[Stored dataset items]
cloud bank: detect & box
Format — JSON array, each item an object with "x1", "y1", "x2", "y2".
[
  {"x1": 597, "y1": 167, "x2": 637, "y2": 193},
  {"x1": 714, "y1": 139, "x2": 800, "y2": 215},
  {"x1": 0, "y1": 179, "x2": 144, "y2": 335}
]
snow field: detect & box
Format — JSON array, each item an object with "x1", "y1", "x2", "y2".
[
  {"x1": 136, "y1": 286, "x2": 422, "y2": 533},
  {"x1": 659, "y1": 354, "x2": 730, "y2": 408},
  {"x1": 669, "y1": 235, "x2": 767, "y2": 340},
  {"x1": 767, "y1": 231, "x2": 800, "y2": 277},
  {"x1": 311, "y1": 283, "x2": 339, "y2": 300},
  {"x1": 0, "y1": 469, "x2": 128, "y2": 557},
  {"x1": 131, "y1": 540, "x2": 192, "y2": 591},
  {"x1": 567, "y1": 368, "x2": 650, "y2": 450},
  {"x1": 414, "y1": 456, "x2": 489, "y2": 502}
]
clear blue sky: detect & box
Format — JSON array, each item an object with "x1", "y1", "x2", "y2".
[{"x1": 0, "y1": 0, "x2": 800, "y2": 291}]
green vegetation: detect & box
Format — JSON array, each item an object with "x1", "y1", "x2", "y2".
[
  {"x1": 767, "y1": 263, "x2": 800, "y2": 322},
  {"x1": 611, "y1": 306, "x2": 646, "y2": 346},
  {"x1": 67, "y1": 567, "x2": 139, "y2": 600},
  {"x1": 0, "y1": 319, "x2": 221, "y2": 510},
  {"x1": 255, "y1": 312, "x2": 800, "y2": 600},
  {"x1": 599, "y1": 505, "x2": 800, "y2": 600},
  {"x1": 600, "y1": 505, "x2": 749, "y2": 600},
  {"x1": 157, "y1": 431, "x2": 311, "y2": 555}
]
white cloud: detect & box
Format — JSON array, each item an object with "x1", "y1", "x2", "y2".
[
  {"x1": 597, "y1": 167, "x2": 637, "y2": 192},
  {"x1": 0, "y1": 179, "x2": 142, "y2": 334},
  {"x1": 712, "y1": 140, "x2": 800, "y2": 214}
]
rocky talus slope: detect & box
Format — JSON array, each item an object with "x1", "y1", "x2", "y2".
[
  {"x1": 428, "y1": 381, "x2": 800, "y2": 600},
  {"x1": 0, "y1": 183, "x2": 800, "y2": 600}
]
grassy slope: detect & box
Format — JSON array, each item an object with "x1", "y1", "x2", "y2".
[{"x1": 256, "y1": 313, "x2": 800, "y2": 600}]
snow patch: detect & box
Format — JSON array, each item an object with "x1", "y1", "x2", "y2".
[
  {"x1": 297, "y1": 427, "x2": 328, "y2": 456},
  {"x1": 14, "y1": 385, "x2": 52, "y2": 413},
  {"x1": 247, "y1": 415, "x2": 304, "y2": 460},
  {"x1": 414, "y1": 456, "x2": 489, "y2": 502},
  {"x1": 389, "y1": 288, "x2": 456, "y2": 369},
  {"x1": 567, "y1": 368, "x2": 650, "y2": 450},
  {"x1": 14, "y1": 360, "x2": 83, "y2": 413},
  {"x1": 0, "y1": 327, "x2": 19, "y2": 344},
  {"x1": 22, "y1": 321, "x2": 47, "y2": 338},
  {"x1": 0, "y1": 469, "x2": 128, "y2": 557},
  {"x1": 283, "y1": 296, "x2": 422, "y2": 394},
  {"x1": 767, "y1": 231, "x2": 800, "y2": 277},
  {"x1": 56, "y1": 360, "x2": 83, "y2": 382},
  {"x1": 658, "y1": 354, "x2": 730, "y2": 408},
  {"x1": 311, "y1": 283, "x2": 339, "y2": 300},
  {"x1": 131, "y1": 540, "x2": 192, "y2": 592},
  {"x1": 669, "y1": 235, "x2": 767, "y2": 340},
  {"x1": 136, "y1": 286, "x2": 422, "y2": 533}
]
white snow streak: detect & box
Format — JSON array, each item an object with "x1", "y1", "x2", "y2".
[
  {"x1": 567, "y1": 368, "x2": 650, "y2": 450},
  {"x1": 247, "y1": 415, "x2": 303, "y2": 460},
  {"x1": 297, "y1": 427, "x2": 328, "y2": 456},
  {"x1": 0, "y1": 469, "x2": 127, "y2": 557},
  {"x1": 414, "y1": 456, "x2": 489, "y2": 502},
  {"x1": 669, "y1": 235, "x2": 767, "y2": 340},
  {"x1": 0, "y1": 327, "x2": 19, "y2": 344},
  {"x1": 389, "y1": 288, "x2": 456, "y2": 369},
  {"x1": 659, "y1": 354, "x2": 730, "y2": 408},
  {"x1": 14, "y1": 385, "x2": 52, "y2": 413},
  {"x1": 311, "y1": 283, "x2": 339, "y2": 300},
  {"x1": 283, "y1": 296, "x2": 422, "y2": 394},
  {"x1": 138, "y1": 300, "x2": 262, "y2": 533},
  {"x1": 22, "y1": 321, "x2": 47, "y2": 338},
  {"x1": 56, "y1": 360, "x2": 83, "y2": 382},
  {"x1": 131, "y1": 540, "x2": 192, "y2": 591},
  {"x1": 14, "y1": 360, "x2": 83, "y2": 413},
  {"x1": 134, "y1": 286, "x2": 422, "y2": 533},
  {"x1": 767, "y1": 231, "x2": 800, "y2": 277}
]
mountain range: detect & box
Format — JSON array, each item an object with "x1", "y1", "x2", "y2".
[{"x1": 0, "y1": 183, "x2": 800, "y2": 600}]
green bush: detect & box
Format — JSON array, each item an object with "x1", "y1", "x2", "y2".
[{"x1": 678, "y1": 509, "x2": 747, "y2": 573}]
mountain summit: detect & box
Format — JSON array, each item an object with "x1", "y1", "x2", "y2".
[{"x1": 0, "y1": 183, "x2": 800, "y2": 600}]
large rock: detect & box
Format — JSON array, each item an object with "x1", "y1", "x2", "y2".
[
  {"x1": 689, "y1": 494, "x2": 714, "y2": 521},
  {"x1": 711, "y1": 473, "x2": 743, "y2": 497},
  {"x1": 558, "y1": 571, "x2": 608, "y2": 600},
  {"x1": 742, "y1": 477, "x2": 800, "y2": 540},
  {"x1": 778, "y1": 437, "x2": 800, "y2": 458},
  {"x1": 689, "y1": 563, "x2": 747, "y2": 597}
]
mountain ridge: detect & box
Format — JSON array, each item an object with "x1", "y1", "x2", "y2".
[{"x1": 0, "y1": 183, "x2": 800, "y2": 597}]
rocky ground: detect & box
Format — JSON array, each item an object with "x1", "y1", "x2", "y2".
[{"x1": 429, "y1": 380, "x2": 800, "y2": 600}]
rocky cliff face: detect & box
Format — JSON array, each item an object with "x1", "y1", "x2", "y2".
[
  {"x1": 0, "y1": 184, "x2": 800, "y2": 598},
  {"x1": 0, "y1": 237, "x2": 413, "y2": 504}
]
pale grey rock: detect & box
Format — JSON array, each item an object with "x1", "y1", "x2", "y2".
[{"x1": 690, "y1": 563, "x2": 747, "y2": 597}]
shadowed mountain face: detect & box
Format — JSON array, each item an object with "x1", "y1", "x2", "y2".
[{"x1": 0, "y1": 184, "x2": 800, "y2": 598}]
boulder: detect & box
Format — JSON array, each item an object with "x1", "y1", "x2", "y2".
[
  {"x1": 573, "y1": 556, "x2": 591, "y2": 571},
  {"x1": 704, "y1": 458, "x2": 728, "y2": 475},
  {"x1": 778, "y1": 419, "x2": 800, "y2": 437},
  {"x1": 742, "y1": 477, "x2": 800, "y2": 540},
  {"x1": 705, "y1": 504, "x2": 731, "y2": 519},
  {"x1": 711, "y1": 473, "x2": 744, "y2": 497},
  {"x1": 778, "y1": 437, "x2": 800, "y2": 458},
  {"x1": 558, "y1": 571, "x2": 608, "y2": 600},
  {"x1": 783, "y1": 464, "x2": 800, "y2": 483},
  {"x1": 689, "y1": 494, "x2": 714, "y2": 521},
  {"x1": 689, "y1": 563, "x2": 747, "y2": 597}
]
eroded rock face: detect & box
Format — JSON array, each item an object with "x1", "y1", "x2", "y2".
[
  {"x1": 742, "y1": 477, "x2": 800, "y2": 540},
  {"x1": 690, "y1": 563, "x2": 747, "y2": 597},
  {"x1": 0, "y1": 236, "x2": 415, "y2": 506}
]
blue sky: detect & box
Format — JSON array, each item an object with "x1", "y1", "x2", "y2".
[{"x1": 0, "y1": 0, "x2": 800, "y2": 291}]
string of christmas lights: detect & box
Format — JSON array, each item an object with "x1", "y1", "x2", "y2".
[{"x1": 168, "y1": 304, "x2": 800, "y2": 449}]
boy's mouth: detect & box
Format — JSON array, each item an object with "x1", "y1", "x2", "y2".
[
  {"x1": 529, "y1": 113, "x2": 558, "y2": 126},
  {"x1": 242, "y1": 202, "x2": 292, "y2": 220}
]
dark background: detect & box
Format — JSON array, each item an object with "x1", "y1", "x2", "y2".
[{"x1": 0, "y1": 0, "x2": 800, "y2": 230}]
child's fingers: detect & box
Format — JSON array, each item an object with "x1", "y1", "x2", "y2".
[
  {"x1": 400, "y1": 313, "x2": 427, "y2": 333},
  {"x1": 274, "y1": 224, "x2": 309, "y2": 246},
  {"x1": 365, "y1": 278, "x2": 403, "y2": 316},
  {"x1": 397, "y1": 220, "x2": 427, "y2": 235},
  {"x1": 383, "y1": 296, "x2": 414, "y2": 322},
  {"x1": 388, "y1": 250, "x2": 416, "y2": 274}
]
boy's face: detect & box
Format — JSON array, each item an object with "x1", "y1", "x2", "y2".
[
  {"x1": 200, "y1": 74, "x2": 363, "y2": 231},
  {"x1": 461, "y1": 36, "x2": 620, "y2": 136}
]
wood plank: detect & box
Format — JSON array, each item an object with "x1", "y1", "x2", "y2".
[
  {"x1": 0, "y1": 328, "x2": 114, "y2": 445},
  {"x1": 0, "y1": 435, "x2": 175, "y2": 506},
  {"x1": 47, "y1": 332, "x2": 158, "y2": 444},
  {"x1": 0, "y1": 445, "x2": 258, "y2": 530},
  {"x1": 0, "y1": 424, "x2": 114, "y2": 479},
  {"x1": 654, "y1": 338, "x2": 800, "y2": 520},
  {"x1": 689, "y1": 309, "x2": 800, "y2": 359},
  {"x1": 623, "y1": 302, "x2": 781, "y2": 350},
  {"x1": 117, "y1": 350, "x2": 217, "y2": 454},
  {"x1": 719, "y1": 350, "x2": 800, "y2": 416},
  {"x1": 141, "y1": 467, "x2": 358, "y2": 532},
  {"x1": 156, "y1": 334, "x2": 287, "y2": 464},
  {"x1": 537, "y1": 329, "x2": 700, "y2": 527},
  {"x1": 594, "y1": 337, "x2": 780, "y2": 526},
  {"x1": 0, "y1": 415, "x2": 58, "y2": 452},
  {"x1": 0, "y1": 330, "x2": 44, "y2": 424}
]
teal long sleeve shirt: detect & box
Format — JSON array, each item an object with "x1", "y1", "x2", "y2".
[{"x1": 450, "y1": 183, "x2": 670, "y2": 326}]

EXERCISE GOAL.
Reproduce verbatim the stretch of rows from the line containing "child's fingers: detect & box" through the final row.

OUTPUT OF THE EXERCISE.
child's fingers: detect & box
Format — JSON array, each item an object with "x1", "y1", "x2", "y2".
[
  {"x1": 400, "y1": 313, "x2": 427, "y2": 333},
  {"x1": 274, "y1": 224, "x2": 309, "y2": 246},
  {"x1": 365, "y1": 278, "x2": 403, "y2": 316},
  {"x1": 397, "y1": 220, "x2": 427, "y2": 235},
  {"x1": 383, "y1": 296, "x2": 414, "y2": 322},
  {"x1": 388, "y1": 250, "x2": 416, "y2": 274}
]
boy's face: detect & box
Format — JSON array, each item an object with "x1", "y1", "x2", "y2".
[
  {"x1": 200, "y1": 74, "x2": 363, "y2": 231},
  {"x1": 461, "y1": 36, "x2": 620, "y2": 136}
]
wood plank: detect & box
Format — JSON array, each item an object with "x1", "y1", "x2", "y2".
[
  {"x1": 0, "y1": 328, "x2": 114, "y2": 445},
  {"x1": 0, "y1": 435, "x2": 175, "y2": 506},
  {"x1": 47, "y1": 332, "x2": 158, "y2": 444},
  {"x1": 0, "y1": 445, "x2": 258, "y2": 530},
  {"x1": 0, "y1": 424, "x2": 114, "y2": 479},
  {"x1": 654, "y1": 338, "x2": 800, "y2": 520},
  {"x1": 689, "y1": 309, "x2": 800, "y2": 359},
  {"x1": 623, "y1": 302, "x2": 781, "y2": 350},
  {"x1": 117, "y1": 350, "x2": 217, "y2": 454},
  {"x1": 719, "y1": 350, "x2": 800, "y2": 416},
  {"x1": 141, "y1": 467, "x2": 358, "y2": 532},
  {"x1": 156, "y1": 334, "x2": 287, "y2": 464},
  {"x1": 537, "y1": 329, "x2": 700, "y2": 527},
  {"x1": 594, "y1": 337, "x2": 780, "y2": 526},
  {"x1": 0, "y1": 415, "x2": 58, "y2": 452},
  {"x1": 0, "y1": 330, "x2": 44, "y2": 424}
]
teal long sleeve shirt: detect & box
Format — JSON array, each item an object with "x1", "y1", "x2", "y2".
[{"x1": 450, "y1": 183, "x2": 670, "y2": 326}]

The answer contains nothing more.